» **WORK INSTRUCTION**
Copy the records below in full, keeping each word as it is but omitting the pictures.

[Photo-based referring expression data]
============================================================

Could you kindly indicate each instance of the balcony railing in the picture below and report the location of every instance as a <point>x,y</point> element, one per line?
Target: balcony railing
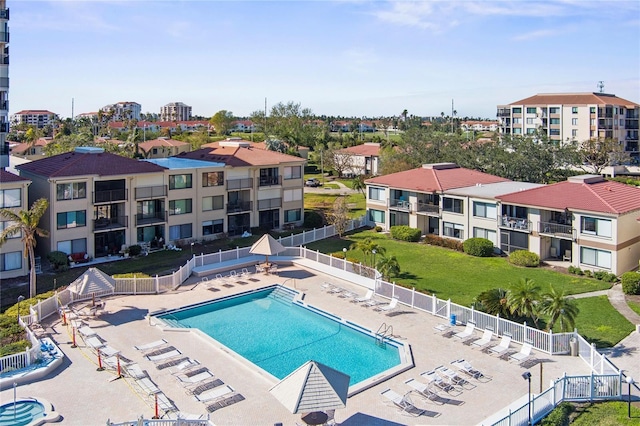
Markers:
<point>556,229</point>
<point>233,184</point>
<point>151,191</point>
<point>105,223</point>
<point>270,180</point>
<point>242,206</point>
<point>110,195</point>
<point>149,218</point>
<point>516,223</point>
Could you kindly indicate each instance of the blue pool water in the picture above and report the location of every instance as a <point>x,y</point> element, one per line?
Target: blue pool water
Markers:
<point>279,336</point>
<point>22,414</point>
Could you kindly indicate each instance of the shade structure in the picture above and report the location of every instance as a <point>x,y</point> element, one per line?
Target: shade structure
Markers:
<point>312,387</point>
<point>91,282</point>
<point>267,245</point>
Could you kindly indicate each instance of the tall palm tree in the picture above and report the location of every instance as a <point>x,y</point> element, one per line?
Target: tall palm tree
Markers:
<point>523,299</point>
<point>26,222</point>
<point>559,308</point>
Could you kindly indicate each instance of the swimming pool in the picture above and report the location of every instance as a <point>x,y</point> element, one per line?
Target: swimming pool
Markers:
<point>277,334</point>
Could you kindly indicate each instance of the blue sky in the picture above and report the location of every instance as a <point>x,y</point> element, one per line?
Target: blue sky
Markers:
<point>350,58</point>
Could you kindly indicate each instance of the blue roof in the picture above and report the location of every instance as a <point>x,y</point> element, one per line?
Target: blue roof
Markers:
<point>173,163</point>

============================================================

» **YOUR SOLUTION**
Could you kindly indicate each instance of the balcony railing in the picture below and report the location of every instance as a <point>x,y</point> element, one per line?
Target: balcony railing
Markers:
<point>556,229</point>
<point>233,184</point>
<point>151,191</point>
<point>105,223</point>
<point>270,180</point>
<point>242,206</point>
<point>110,195</point>
<point>149,218</point>
<point>516,223</point>
Could you kindly indicate each instance of the blue pool water in the picture above and report the location of every instance as a <point>x,y</point> element, one per line?
Target: blue pool water
Markers:
<point>279,336</point>
<point>22,414</point>
Could you kindly indicate each instance of the shade structure in the picture above and report the location of every instance as a <point>x,y</point> element, one per line?
Target: shade structure
Markers:
<point>312,387</point>
<point>91,282</point>
<point>267,245</point>
Could you kindly indicate each instance of the tall palm tree in the picture above and report the location of every instance as a <point>x,y</point> element, one per line?
Target: tall palm tree
Markers:
<point>523,299</point>
<point>26,222</point>
<point>559,308</point>
Could you kindly indicate each instance of the swimming pool in the picture above and report the location of every instance as a <point>x,y</point> element, one per line?
Target: swimming pool
Markers:
<point>277,334</point>
Could you kindly indicate each instance of the blue sky in the picture above and report the location of every instance as a <point>x,y</point> element, one per line?
Target: blue sky
Markers:
<point>350,58</point>
Could you kindly indicate each instance of the blue roof in the picture above and report the location of every instance as a <point>x,y</point> element, one per line?
Target: blue roof
Markers:
<point>173,163</point>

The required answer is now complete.